Activity:
Only one span of the listing below is wanted: the lines from the one with "x=711, y=454" through the one with "x=1014, y=146", reproduced exactly, both ends kept.

Listed records:
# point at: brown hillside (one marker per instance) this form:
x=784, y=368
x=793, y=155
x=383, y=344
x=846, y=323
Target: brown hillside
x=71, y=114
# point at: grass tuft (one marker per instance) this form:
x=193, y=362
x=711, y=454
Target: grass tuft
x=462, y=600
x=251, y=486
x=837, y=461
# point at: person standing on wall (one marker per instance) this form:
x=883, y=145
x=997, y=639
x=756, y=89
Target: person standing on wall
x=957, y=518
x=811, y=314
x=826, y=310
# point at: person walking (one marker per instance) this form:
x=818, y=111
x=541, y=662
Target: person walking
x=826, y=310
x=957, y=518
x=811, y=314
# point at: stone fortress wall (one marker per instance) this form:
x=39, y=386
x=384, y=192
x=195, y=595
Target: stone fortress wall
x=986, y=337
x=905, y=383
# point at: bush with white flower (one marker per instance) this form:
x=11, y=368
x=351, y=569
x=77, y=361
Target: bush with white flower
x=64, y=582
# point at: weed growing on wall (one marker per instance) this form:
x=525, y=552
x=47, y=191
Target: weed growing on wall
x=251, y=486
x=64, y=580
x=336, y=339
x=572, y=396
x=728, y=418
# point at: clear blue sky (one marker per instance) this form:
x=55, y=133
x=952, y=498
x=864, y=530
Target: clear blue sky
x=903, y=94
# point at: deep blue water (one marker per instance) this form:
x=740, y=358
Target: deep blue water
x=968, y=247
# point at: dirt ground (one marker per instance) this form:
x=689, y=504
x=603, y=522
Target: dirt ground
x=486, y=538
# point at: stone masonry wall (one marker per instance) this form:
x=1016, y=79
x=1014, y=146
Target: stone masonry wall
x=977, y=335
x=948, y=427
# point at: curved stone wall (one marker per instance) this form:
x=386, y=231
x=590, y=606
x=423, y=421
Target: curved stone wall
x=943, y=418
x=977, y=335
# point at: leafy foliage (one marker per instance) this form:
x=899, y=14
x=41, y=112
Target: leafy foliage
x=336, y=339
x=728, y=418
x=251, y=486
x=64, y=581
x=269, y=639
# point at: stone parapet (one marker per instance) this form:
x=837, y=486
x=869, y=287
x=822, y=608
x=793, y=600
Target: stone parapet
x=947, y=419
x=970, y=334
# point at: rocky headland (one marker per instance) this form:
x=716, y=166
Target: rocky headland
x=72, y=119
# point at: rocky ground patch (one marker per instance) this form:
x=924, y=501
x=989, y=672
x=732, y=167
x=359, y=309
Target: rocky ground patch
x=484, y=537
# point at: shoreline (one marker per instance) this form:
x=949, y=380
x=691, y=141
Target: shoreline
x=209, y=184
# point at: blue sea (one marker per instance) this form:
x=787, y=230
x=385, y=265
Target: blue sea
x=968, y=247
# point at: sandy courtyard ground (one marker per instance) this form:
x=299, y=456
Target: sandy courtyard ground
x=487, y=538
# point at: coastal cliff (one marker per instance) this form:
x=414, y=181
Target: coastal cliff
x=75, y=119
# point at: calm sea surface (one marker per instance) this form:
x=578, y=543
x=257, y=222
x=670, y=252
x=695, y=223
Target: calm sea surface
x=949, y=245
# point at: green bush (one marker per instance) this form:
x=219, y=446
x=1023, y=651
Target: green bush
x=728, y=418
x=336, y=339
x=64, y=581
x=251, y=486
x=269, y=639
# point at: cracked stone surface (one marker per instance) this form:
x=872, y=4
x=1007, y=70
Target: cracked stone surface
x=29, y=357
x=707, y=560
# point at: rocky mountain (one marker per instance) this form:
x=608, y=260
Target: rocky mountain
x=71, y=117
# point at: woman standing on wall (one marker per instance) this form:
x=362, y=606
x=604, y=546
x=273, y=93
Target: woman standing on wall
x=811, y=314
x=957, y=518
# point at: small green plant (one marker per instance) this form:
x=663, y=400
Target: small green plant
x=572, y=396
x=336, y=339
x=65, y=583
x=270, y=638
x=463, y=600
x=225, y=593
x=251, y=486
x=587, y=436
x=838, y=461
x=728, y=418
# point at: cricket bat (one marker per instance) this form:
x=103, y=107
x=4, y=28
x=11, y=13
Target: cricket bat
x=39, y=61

Result below:
x=711, y=454
Target: grass tuft
x=462, y=600
x=251, y=486
x=837, y=461
# point at: person standing on wall (one marker per instance) this form:
x=883, y=145
x=997, y=639
x=756, y=89
Target: person standing on wall
x=957, y=518
x=811, y=314
x=826, y=310
# point at: person walking (one marker per instance) this form:
x=818, y=111
x=541, y=662
Target: person walking
x=826, y=310
x=957, y=518
x=811, y=314
# point at: stone fortress wall (one marker per instance) this form:
x=39, y=386
x=384, y=192
x=195, y=595
Target: stone fortress wall
x=986, y=337
x=905, y=383
# point at: bush with white flower (one marker per instance) this form:
x=11, y=368
x=351, y=569
x=77, y=361
Target: bush with white flower
x=64, y=582
# point at: weed growing on wall (one marker per instance) this form:
x=525, y=552
x=47, y=191
Target: weed growing on wall
x=251, y=486
x=64, y=580
x=336, y=339
x=572, y=396
x=728, y=418
# point at: clear blue sky (one marker per instance) this form:
x=55, y=133
x=952, y=498
x=864, y=530
Target: clear blue sky
x=903, y=94
# point at: deep blue water (one marker per instance) this form:
x=740, y=358
Target: deep blue water
x=968, y=247
# point at: dirt ground (one marker per instance) this form:
x=689, y=504
x=603, y=522
Target: dirt ground
x=486, y=538
# point at: stone masonry wall (one marker per instance) this form:
x=1016, y=79
x=1014, y=146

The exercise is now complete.